Interview with Abbas Manjee, Kiddom: Innovators in e-learning Series

Welcome to an interview with Abbas Manjee, Kiddom. Kiddom is a new platform that helps teachers pinpoint their students' needs and to track the impact of their teaching adaptations. It's a performance-based approach to teaching, but without the pain.

1.  What is your name and your relationship to e-learning?

Name: Abbas Manjee
Role: Chief Academic Officer
Relationship to e-learning: Before Kiddom, I taught high school math serving at-risk youth in New York City.

2.  What is Kiddom?

Kiddom is the easiest way to plan, assess, and analyze learning. We integrate assessment, curriculum, communication, and analytics in one easy-to-use platform.

  •     Teachers save time with an integrated library of free, standards-aligned resources.
  •     Teachers access beautiful, actionable reports to pivot and tailor instruction.
  •     Teachers are able to commit more time to designing richer, engaging assessments.
  •     Teachers can provide students feedback in real-time with built-in communication tools.
3.  How did you get the idea for Kiddom? Who are the users?

Kiddom’s users vary from elementary school teachers to high school teachers: we have tens of thousands of users spanning across K-12. We also support SPED teachers (track IEP goals), homeschoolers, and school counselors (who wish to track social emotional learning standards).

Here are a few examples:

  •     A high school literacy teacher reflects on using Kiddom  
  •     A teacher submitted a personal use case on EdSurge as a case study   
  •     An elementary school teacher writes about her experience working with us 

Three years ago, I wrapped up my fourth year of teaching high school algebra in NYC. Meanwhile, my best friend Ahsan was developing mobile math games in San Francisco. I owed him a visit, so I flew out to California that summer to spend some quality time with an old friend.

Ahsan and I talked at length about my experience teaching at-risk youth and shared our thoughts on the future of education. I was more pessimistic than Ahsan; upon hearing my day-to-day challenges, he introduced me to some innovative educational technology tools coming out of Silicon Valley, most of which I had never heard of. And while I was thankful, my immediate response was not solutions-oriented: I was already working investment banker hours.

__Dataset entries__.
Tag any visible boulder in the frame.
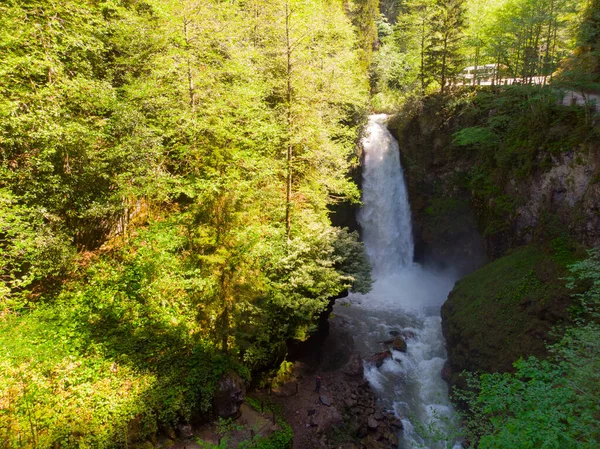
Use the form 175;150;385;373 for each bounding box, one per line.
368;351;392;368
367;416;379;430
392;337;406;352
213;372;246;418
177;424;194;440
319;396;331;407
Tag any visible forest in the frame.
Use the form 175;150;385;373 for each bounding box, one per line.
0;0;600;449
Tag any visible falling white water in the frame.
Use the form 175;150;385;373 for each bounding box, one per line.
335;115;461;449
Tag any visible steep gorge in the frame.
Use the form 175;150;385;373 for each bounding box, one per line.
389;88;600;385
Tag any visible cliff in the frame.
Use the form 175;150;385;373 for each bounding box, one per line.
389;87;600;384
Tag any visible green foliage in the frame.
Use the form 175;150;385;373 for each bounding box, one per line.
453;86;598;237
0;0;375;448
458;251;600;449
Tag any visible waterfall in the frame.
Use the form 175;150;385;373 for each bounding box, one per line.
335;115;461;449
358;114;413;277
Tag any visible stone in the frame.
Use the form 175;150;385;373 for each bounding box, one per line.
367;351;392;368
356;425;367;438
319;396;331;407
367;415;379;430
342;354;363;377
213;372;246;418
401;330;415;338
177;424;194;439
344;399;356;408
392;337;407;352
391;419;404;430
442;360;452;382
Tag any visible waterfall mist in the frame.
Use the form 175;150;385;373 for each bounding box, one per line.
335;115;461;449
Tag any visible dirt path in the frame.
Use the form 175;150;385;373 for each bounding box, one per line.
264;317;401;449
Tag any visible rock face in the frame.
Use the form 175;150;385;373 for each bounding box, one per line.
392;337;407;352
507;151;600;246
388;93;600;390
213;372;246;418
274;316;401;449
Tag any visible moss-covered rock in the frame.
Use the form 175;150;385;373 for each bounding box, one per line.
442;245;571;384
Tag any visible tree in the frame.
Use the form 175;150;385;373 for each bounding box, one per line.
424;0;465;93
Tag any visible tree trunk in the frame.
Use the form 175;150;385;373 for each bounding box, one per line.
285;1;294;242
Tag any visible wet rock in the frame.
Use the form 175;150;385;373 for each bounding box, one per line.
319;396;331;407
392;337;406;352
442;360;452;382
367;415;379;430
344;399;356;408
401;330;415;339
177;424;194;440
356;426;368;439
213;372;246;418
366;351;392;368
391;419;404;430
342;354;363;377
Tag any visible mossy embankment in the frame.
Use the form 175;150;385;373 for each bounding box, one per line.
442;245;572;384
389;86;600;383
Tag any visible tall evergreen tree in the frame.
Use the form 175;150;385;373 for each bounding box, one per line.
425;0;465;93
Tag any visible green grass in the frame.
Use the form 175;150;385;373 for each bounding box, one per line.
444;245;570;370
0;233;243;449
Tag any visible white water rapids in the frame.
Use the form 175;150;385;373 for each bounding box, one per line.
334;115;461;449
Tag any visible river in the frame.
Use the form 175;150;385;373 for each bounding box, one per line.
334;115;461;449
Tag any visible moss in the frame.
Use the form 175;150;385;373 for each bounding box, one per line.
442;243;571;372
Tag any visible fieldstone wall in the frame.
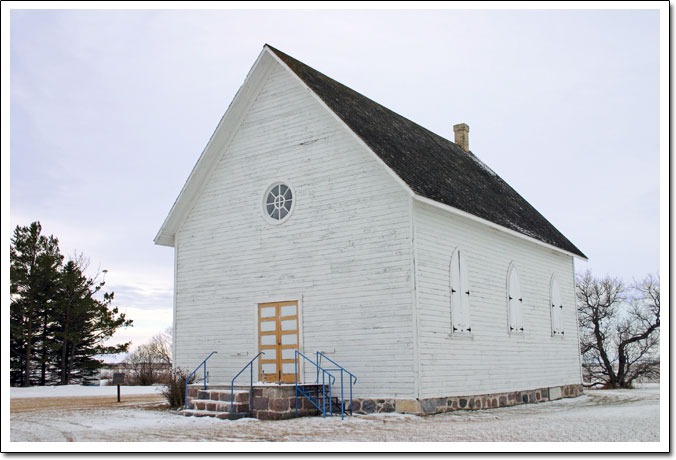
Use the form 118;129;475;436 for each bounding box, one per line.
188;384;583;420
253;386;319;420
352;384;582;415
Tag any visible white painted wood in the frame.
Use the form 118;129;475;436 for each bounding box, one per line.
170;58;416;398
551;275;565;335
414;195;588;260
164;45;580;398
414;202;581;398
507;264;523;334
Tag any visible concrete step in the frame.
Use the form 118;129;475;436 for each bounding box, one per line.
178;409;249;420
188;399;249;412
196;390;249;403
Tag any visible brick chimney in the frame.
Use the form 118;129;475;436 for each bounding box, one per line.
453;123;469;151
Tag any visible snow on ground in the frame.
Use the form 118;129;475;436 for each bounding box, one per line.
10;384;660;442
9;385;162;399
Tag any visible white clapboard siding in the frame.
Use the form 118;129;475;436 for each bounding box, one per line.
175;63;416;398
413;203;580;398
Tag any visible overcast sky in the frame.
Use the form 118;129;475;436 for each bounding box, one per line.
10;6;659;356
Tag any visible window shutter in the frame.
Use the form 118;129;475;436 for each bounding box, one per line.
450;250;470;333
507;267;523;333
458;251;471;331
550;278;563;335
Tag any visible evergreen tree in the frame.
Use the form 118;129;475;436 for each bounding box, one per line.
10;222;132;386
53;257;132;385
10;222;63;386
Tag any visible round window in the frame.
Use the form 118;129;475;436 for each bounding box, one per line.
264;183;293;222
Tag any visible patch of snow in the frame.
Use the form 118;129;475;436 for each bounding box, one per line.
9;385;163;399
10;385;660;449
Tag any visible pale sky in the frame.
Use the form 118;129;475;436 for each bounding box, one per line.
3;10;666;360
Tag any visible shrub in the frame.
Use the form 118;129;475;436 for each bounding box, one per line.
162;368;195;409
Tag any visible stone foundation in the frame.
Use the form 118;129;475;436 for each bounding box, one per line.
352;384;582;415
253;386;319;420
184;385;320;420
186;384;582;420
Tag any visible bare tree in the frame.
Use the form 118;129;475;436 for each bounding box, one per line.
126;328;172;385
576;271;660;388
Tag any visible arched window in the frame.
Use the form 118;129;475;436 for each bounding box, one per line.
450;248;472;334
549;275;564;336
507;264;523;334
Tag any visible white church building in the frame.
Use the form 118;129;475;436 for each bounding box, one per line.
155;45;586;413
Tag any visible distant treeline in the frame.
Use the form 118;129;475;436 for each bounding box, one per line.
10;222;132;386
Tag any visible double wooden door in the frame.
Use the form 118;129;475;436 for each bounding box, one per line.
258;301;299;383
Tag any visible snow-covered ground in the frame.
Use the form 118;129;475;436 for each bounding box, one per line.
10;384;660;442
9;385;162;399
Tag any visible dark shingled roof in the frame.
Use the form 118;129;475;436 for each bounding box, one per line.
266;45;586;258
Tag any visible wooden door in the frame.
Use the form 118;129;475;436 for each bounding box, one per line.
258;301;300;383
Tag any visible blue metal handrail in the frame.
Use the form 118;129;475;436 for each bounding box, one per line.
317;351;357;419
183;351;218;409
230;351;265;417
294;350;336;417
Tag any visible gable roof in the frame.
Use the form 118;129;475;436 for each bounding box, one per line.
265;45;587;259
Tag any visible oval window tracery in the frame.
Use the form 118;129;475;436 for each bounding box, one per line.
265;183;293;221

__Challenge__.
Summarize the Kiddom interview in two sentences.

__Exercise response__.
Kiddom is a platform for planning, assessing, and analyzing learning that combines assessment, curriculum, communication, and analytics, and its tens of thousands of users span K-12, including SPED teachers, homeschoolers, and school counselors. Abbas Manjee, its Chief Academic Officer, taught high school math to at-risk youth in New York City before Kiddom, and on a summer visit to his friend Ahsan in San Francisco he was introduced to educational technology tools coming out of Silicon Valley.